══ INFORMATION SUPPLIED ══

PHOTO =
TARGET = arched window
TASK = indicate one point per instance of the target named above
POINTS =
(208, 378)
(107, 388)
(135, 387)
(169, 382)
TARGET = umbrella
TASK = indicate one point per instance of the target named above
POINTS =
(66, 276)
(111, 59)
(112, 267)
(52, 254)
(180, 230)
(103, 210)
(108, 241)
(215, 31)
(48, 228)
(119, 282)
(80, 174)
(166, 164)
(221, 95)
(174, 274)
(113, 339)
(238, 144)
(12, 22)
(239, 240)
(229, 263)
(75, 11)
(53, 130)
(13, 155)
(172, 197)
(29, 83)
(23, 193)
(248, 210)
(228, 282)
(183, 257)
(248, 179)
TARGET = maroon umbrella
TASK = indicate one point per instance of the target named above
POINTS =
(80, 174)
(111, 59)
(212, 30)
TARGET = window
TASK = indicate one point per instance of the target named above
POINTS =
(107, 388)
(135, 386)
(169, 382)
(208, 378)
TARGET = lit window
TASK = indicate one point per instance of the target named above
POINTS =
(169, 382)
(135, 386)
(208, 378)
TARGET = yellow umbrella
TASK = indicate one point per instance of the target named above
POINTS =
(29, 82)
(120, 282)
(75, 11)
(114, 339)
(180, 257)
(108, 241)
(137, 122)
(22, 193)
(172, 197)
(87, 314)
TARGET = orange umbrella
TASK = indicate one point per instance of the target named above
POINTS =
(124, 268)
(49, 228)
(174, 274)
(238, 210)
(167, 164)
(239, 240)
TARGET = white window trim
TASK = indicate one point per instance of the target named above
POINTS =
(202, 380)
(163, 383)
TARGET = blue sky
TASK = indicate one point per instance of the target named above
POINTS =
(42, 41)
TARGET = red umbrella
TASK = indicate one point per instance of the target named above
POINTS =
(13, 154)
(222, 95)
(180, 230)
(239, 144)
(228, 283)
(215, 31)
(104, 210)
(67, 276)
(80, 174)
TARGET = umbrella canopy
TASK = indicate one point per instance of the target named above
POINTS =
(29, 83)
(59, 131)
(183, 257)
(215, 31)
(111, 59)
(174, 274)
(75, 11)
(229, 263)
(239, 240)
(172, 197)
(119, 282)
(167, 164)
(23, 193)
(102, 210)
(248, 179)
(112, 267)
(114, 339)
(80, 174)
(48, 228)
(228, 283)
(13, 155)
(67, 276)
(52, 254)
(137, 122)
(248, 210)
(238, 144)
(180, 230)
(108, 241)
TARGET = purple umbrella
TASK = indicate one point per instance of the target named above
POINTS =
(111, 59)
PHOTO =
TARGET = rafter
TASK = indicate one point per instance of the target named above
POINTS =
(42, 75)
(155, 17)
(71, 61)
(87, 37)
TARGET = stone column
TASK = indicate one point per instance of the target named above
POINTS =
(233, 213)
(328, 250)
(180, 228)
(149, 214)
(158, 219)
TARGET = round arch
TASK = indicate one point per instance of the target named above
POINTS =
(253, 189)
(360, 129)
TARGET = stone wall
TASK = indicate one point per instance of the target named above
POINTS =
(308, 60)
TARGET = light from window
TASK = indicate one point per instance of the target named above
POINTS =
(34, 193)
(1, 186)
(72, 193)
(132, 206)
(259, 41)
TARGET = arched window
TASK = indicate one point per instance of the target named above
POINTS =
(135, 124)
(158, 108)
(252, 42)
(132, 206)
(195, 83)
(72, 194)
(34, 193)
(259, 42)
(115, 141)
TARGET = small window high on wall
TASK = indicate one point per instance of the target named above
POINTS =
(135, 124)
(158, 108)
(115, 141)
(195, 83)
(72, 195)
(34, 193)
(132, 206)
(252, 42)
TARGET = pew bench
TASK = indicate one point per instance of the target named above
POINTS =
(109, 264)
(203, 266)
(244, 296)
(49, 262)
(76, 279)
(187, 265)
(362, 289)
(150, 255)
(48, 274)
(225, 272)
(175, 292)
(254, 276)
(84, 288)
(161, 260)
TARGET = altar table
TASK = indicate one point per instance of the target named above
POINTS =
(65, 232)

═══

THE REQUEST: Reproduce the complete set of lines precisely as supplied.

TASK RESPONSE:
PHOTO =
TARGET = arched window
TASK = indicate one point per instance of the target named above
POINTS =
(208, 378)
(107, 388)
(135, 387)
(169, 382)
TARGET = umbrella
TASK = indicate one point per instance of the target named above
POINTS =
(66, 276)
(111, 59)
(112, 267)
(52, 254)
(180, 230)
(103, 210)
(108, 241)
(215, 31)
(48, 228)
(119, 282)
(80, 174)
(166, 164)
(221, 95)
(174, 274)
(113, 339)
(238, 144)
(12, 22)
(239, 240)
(229, 263)
(75, 11)
(53, 130)
(13, 155)
(172, 197)
(29, 83)
(23, 193)
(248, 210)
(228, 282)
(183, 257)
(248, 179)
TARGET = maroon umbrella
TASK = indicate one point per instance of the target named above
POINTS =
(80, 174)
(111, 59)
(212, 30)
TARGET = window
TASK = indicate one point per instance of the target named above
POINTS =
(107, 388)
(135, 386)
(169, 382)
(208, 378)
TARGET = lit window
TASK = indicate one point per instance of the target named above
POINTS =
(169, 382)
(135, 386)
(208, 378)
TARGET = yellow umbrella
TASK = indicate one point per instance of the target named above
POINTS =
(29, 82)
(120, 282)
(75, 11)
(114, 339)
(180, 257)
(108, 241)
(137, 122)
(22, 193)
(172, 197)
(87, 314)
TARGET = orange umbrella
TASK = indicate one point per instance of the target named above
POINTS =
(124, 268)
(49, 228)
(174, 274)
(238, 210)
(167, 164)
(239, 240)
TARGET = white window trim
TASK = indicate one point per instance of the target named above
POINTS =
(202, 380)
(163, 383)
TARGET = blue sky
TASK = indicate one point per instance of the target named above
POINTS =
(42, 41)
TARGET = red umbrella
TASK = indicate one point per instance of the target named above
POINTS =
(13, 154)
(222, 95)
(180, 230)
(239, 144)
(228, 283)
(215, 31)
(104, 210)
(67, 276)
(80, 174)
TARGET = umbrella canopy
TASK = indicate one point per instance of the target named above
POINTS =
(29, 83)
(59, 131)
(183, 257)
(215, 31)
(111, 59)
(174, 274)
(75, 11)
(229, 263)
(239, 240)
(172, 197)
(119, 282)
(167, 164)
(23, 193)
(102, 210)
(248, 179)
(112, 267)
(114, 339)
(80, 174)
(48, 228)
(228, 283)
(13, 155)
(67, 276)
(52, 254)
(137, 122)
(248, 210)
(238, 144)
(180, 230)
(108, 241)
TARGET = purple umbrella
TASK = indicate one point per instance of the target named above
POINTS =
(111, 59)
PHOTO =
TARGET = rafter
TASK = indicate one point per instance of the target named above
POINTS =
(42, 75)
(155, 17)
(71, 61)
(87, 37)
TARGET = stone column
TASK = indicate one point per instance of the target named above
POINTS =
(233, 213)
(328, 250)
(180, 228)
(149, 214)
(158, 219)
TARGET = round arch
TASK = indicate one point per instance of the target named above
POINTS =
(253, 189)
(360, 129)
TARGET = stone wall
TASK = indicate one point per instance of the target named above
POINTS =
(308, 60)
TARGET = light from window
TASK = indicate one point per instance of the target named above
POINTS =
(34, 193)
(1, 186)
(72, 193)
(132, 206)
(259, 41)
TARGET = arched window
TASK = indicate one point per instance of the target named above
POINTS =
(135, 124)
(158, 108)
(252, 42)
(132, 206)
(195, 83)
(72, 194)
(34, 193)
(259, 42)
(115, 141)
TARGET = small window high on wall
TASK = indicate one point per instance of the target named above
POINTS =
(135, 124)
(158, 108)
(115, 141)
(195, 83)
(72, 195)
(34, 193)
(132, 206)
(252, 42)
TARGET = pew bench
TASK = indicate one point per instance of the target named above
POINTS =
(109, 264)
(203, 266)
(244, 296)
(49, 262)
(76, 279)
(187, 265)
(362, 289)
(150, 255)
(48, 274)
(225, 272)
(175, 292)
(254, 276)
(84, 288)
(161, 260)
TARGET = altar table
TASK = indicate one point per instance of the target named above
POINTS =
(65, 232)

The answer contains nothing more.